• 作業内容: 以下の行のうち、語「microphone」を含む行をすべて抜き出してください。

• 抽出データ:

::::::::

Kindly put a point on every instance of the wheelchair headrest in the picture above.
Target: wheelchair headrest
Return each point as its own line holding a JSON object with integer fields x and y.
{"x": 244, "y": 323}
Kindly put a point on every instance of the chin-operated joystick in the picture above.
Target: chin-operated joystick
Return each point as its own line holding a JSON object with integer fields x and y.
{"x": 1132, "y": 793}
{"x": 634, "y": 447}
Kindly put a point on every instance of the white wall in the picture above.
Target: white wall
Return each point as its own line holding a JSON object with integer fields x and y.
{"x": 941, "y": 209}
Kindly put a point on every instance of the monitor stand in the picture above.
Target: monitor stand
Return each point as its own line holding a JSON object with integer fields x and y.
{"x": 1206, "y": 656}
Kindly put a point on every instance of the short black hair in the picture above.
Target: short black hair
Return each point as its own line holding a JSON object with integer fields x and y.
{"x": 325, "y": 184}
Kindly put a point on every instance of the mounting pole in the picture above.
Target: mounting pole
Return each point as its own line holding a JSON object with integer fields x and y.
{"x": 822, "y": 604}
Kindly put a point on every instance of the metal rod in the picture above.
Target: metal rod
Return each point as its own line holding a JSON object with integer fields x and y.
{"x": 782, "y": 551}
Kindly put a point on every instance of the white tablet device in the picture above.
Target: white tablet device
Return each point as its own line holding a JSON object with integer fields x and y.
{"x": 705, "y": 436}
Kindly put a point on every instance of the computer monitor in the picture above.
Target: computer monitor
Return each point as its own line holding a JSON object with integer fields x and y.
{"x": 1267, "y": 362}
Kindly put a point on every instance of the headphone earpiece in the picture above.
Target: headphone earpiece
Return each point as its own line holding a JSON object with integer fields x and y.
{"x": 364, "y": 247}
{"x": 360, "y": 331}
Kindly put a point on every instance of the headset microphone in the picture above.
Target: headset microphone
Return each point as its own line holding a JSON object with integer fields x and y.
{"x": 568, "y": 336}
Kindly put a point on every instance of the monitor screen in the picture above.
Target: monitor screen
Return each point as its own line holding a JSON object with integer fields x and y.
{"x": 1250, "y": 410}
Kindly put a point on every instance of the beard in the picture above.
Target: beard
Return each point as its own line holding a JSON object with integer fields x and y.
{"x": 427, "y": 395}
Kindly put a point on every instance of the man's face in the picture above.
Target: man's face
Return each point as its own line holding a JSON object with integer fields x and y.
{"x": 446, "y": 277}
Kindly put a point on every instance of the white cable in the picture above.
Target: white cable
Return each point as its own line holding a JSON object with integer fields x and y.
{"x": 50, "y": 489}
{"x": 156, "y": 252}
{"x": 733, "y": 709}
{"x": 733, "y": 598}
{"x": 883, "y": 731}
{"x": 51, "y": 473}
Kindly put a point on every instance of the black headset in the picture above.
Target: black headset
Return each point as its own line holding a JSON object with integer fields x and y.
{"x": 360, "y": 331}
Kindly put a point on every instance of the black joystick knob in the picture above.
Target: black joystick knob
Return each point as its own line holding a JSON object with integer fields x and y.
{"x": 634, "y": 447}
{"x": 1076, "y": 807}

::::::::

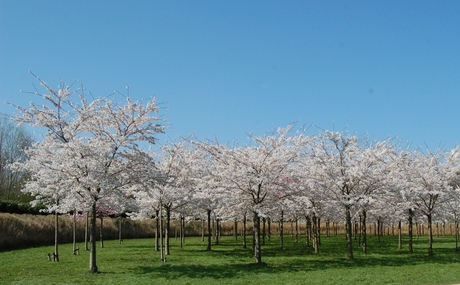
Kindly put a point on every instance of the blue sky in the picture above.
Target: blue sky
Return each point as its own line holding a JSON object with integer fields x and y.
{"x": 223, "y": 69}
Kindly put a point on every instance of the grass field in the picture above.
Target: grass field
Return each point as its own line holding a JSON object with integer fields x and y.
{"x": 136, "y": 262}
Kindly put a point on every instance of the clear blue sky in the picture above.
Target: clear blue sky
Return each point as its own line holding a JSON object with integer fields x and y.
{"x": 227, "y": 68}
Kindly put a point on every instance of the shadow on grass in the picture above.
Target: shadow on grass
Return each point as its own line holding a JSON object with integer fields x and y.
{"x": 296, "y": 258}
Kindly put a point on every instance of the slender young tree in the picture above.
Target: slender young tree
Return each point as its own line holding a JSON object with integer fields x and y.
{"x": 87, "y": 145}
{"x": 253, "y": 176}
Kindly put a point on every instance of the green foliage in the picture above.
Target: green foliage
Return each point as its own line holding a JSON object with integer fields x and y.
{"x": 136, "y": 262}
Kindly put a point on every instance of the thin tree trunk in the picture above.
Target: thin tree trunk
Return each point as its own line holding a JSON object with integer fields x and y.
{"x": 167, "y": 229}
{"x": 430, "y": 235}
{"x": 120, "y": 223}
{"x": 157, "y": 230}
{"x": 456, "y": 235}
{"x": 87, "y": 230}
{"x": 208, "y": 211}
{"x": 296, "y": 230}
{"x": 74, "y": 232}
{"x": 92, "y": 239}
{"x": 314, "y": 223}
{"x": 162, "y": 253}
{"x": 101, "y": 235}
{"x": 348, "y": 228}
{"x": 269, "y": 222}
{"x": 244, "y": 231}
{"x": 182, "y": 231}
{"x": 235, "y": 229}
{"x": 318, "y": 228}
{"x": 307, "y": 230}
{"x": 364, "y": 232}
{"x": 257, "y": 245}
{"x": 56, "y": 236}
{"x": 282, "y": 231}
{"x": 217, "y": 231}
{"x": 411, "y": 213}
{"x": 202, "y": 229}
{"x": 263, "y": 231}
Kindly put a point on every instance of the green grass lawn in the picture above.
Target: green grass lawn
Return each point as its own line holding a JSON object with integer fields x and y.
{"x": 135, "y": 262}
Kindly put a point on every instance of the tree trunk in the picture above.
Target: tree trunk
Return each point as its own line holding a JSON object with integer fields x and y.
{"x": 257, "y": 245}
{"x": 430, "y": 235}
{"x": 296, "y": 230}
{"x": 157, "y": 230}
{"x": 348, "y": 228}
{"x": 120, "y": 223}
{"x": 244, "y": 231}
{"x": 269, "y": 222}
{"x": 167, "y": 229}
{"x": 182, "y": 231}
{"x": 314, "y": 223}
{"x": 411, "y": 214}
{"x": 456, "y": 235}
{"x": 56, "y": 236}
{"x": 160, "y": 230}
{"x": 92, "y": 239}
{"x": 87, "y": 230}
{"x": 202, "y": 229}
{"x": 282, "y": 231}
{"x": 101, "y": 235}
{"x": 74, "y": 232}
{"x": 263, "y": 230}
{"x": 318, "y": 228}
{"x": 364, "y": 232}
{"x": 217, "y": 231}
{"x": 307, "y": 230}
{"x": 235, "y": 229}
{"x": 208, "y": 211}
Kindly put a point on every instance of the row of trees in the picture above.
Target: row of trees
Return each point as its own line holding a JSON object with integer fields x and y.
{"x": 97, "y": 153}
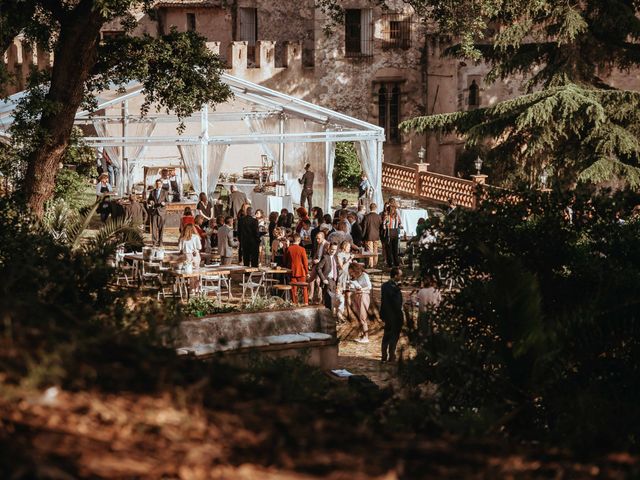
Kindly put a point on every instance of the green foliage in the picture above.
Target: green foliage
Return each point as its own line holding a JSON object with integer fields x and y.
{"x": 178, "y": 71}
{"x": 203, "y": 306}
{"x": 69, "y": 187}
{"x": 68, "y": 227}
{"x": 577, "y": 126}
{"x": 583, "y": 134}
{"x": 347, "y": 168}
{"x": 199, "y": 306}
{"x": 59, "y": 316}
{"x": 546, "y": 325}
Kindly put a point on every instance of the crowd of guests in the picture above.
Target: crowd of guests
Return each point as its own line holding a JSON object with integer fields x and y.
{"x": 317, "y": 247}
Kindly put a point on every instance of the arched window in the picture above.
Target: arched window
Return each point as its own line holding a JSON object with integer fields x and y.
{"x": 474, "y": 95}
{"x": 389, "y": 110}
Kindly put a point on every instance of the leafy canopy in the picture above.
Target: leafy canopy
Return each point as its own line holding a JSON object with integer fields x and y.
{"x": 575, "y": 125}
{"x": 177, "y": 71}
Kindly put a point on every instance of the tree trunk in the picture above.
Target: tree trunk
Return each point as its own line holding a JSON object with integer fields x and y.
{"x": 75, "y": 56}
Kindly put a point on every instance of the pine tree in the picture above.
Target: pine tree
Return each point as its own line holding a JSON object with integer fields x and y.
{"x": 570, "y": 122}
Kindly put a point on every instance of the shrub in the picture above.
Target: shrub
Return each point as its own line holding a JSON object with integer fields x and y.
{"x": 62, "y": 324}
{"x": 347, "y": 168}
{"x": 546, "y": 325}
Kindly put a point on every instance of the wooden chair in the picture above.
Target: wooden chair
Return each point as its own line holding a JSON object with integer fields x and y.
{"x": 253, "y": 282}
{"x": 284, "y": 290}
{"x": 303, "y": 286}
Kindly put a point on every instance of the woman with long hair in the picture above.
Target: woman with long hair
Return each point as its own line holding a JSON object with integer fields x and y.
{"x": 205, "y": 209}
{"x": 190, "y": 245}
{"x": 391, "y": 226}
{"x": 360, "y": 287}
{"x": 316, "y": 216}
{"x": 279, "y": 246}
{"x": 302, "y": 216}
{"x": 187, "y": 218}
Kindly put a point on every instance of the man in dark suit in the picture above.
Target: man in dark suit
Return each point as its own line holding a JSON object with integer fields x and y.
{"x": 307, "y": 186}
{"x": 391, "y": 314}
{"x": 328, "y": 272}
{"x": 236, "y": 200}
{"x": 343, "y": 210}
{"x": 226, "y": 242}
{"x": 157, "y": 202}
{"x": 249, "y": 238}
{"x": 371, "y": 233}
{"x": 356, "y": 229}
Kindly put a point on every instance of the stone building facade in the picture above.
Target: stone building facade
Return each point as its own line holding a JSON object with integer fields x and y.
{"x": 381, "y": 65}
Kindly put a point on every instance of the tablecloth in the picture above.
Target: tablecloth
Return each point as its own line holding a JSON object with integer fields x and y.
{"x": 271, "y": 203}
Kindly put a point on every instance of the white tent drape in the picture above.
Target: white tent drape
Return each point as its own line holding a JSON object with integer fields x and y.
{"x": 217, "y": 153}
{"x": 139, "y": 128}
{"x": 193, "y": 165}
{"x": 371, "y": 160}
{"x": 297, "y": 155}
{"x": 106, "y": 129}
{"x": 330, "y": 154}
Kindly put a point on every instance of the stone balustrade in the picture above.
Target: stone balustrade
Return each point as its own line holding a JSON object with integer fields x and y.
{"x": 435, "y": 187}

::::::::

• 作業結果:
Kindly put a point on every instance of the headset microphone in the picture above.
Target: headset microphone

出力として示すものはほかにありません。